■ **Your goal**
The data below is to be retyped exactly, line by line.

Dataset entries
------------------------------------------------------------
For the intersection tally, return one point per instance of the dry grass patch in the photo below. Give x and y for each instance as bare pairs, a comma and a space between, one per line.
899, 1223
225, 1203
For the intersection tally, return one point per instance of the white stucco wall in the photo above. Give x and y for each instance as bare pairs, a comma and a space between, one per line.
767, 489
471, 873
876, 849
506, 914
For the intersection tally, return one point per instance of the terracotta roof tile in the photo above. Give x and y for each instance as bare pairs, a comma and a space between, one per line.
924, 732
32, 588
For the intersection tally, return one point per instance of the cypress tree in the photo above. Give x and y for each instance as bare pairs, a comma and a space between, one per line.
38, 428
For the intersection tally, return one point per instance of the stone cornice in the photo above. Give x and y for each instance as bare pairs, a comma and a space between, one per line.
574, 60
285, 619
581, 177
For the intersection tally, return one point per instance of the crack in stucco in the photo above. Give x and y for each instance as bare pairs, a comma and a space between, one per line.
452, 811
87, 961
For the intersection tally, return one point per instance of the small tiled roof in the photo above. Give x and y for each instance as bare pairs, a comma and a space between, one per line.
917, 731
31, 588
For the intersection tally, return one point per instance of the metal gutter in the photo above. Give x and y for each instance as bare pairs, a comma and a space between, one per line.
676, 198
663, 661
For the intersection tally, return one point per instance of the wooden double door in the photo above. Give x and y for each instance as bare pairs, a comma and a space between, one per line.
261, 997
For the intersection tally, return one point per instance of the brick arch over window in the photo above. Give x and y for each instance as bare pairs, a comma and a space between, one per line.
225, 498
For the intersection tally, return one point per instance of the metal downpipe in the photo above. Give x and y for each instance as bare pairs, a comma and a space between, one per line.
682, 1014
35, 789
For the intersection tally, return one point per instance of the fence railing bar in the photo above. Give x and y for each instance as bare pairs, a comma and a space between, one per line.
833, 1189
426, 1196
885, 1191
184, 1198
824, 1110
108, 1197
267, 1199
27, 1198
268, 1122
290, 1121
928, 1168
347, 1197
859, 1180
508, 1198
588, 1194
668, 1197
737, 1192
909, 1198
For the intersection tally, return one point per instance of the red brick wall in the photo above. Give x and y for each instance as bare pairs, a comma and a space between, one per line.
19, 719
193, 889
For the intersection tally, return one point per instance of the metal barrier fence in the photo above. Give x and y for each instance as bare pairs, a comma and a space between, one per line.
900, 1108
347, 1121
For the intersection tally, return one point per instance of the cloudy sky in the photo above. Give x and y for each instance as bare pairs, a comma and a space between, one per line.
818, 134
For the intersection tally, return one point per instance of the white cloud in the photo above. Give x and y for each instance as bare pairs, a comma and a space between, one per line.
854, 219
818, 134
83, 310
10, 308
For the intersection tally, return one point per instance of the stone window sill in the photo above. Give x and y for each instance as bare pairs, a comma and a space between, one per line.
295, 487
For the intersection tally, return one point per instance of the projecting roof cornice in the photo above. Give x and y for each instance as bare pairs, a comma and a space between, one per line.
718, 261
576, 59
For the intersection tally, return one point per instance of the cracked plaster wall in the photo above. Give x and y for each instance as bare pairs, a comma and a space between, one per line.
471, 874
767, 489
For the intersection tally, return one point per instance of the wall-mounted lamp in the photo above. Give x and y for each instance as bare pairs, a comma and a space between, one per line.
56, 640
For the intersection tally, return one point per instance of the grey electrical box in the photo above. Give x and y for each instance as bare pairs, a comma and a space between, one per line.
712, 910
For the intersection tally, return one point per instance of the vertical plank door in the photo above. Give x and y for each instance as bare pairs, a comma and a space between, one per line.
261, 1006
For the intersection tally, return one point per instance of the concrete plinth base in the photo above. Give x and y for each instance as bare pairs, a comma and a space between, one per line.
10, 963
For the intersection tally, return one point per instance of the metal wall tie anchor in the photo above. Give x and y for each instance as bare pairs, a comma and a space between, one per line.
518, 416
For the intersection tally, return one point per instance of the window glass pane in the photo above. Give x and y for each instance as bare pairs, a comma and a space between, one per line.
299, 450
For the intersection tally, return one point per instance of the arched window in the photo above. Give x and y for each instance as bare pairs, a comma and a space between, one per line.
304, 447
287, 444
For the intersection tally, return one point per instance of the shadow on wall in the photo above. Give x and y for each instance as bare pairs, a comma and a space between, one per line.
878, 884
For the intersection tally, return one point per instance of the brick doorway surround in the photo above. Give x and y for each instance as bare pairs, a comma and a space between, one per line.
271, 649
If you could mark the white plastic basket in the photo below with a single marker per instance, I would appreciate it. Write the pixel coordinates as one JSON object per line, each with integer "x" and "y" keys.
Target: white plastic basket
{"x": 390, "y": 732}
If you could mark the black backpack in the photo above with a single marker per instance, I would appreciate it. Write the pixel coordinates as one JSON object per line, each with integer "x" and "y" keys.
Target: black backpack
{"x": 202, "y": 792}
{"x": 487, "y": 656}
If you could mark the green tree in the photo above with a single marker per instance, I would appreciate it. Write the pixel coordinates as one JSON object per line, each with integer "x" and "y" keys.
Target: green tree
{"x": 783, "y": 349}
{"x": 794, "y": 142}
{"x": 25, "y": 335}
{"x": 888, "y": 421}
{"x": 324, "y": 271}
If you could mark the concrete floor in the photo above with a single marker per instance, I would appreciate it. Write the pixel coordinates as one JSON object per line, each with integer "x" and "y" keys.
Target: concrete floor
------------------------------------------------------------
■ **Answer to the problem**
For the intersection tally, return one point per instance of the dry grass patch in the photo below. Give x and y for each instance as bare pairs, a comma and a space between, one per line.
899, 1223
225, 1203
For the intersection tally, return one point per instance of the white stucco wall in the photo above. Give x and y for each instance as bare pairs, a comma and a space between, one per line.
767, 489
471, 873
876, 849
506, 914
For the intersection tally, return one point per instance of the terracotta roof tile in the photo above. Give x and y for each instance as bare pairs, a comma and a space between, one per line.
924, 732
32, 588
For the intersection tally, return one point per instance of the cypress tree in the photo above. Give x and y for each instance as bare pairs, a comma and a space between, one per line.
38, 428
For the intersection tally, return one point per instance of the stone cornice in the photo above. Give x and y for each instance as bare pairs, a comma and a space between, one per line.
574, 60
285, 619
581, 177
For the intersection tally, return one point per instance of the crack in stucco in the photo above. Give x and y for each instance as bare pairs, a comma and a space between, one per line.
452, 811
87, 961
For the intersection tally, return one point per instance of the small tiled roof in the photo above. Give x and y for each instance as bare pairs, a comma and a space between, one per line.
917, 731
31, 588
For the intersection tally, return one point per instance of the metal gutter in the photo above. Give x and y for each instance as bare pairs, a comma and a space between, one per line.
676, 198
663, 661
For the intersection tally, return one point per instance of the wooden double door in the photo above. Give x and y for each instance as bare pairs, a comma and a space between, one per line.
261, 997
For the intersection tally, return one point per instance of the brick arch over window in the photo above. Give x and y for each instance as bare pairs, a comma and a space between, one per line.
225, 498
For the intersection tally, return one point per instance of the metal downpipe in the photo above. Give x and y for each instance as bare pairs, a comma and a space between, one per line.
682, 1014
35, 789
For the intersection tally, return one point per instance of the fence railing bar in the photo above. Give x and y for each instance as bare pairs, a comma and a space between, one per line.
833, 1189
426, 1196
885, 1191
184, 1198
824, 1110
108, 1197
267, 1199
27, 1198
268, 1122
290, 1121
928, 1168
347, 1197
859, 1180
508, 1198
588, 1194
668, 1197
737, 1192
909, 1198
For the intersection tally, return one point per instance of the red brick wall in the photo above. Give x and y for each instance as bare pairs, a comma and a space between, one per line.
19, 719
193, 889
For the intersection tally, return one point per instance of the metal barrier fence in the photo above. Give x and y for each instance as bare pairs, a comma and a space between, one per line.
900, 1108
347, 1121
For the intersection tally, return one point per instance of the cloudy sky in the photo above. Give x and y for each instance as bare pairs, a comma and a space between, one per line.
818, 134
For the intersection tally, return one point per instance of the white cloud in the photo above. Give x and y for each instance as bare pairs, a comma and a space between, one per line.
854, 219
818, 134
83, 310
10, 308
For the intersection tally, return one point per instance of the stone window sill in the photo above. Give x and y for each instance as bare pairs, a comma and a space between, one per line.
295, 487
For the intersection tally, return one point per instance of the projecting roof cornice in the photo above. Give x and y for each instance as bare pairs, a comma and a space between, one per line.
718, 261
576, 59
For the intersection tally, return one point per instance of the cracked plaster wall in the photo above. Give x and y for each instance as bare pairs, a comma and a space between, one per line.
471, 874
767, 489
For the intersection tally, return one point per instance of the wall-mounted lamp in the photo above. Give x and y for each instance as bare pairs, a comma and a space between, one per line.
56, 640
For the intersection tally, return one point per instance of the grey electrical box in the photo above. Give x and y for each instance as bare pairs, a comma and a space between, one per line.
712, 910
For the intersection tally, return one point per instance of the vertical plank door in the photo above. Give x and y for each instance as bare pairs, a comma and a space between, one per line.
261, 1006
For the intersection tally, return one point per instance of the concrete plinth base in the photo above. Give x and y for each instance as bare pairs, a comma and a space between, one per line.
10, 963
For the intersection tally, return one point per instance of the metal wall tie anchor in the photo above. Give x and y for each instance as bare pairs, a comma and a space between, one per line.
518, 416
For the intersection tally, return one point per instance of the window glass pane in the photo above. Give x and y for each instance as bare pairs, a comma and a space between, one per line.
299, 450
For the intersection tally, return one point per instance of the arched window in the photo above. Give x and y for each instance as bare pairs, a comma and a space between, one per line.
304, 447
287, 444
For the intersection tally, return one point per instance of the shadow on wall in the photo above. Give x and y for each instance as bare pairs, a comma and a space between, one per line.
878, 884
For the intersection tally, return one point per instance of the brick doorway surround in the photo above. Give x and y for each instance as bare pairs, a comma and a space between, one per line.
271, 649
If you could mark the white plastic basket in the photo below with a single marker per instance, I would appreciate it. Write the pixel coordinates as one JSON object per line, each with integer "x" and "y" keys.
Target: white plastic basket
{"x": 390, "y": 732}
If you could mark the black backpack in the photo above with a single marker per instance, I would appreciate it. Write the pixel coordinates as one JSON object per line, each with integer "x" and "y" keys.
Target: black backpack
{"x": 202, "y": 792}
{"x": 487, "y": 656}
If you could mark the green tree in the photo above with a single marker per instance, I would appreciate it. Write the pixel coordinates as one JSON object per line, each with integer "x" and "y" keys.
Target: green tree
{"x": 783, "y": 349}
{"x": 794, "y": 142}
{"x": 25, "y": 335}
{"x": 888, "y": 421}
{"x": 324, "y": 271}
If you could mark the concrete floor in the photo above with a single marker per instance, I would appreciate it. Write the pixel coordinates as one JSON object per line, each with integer "x" and "y" keys.
Target: concrete floor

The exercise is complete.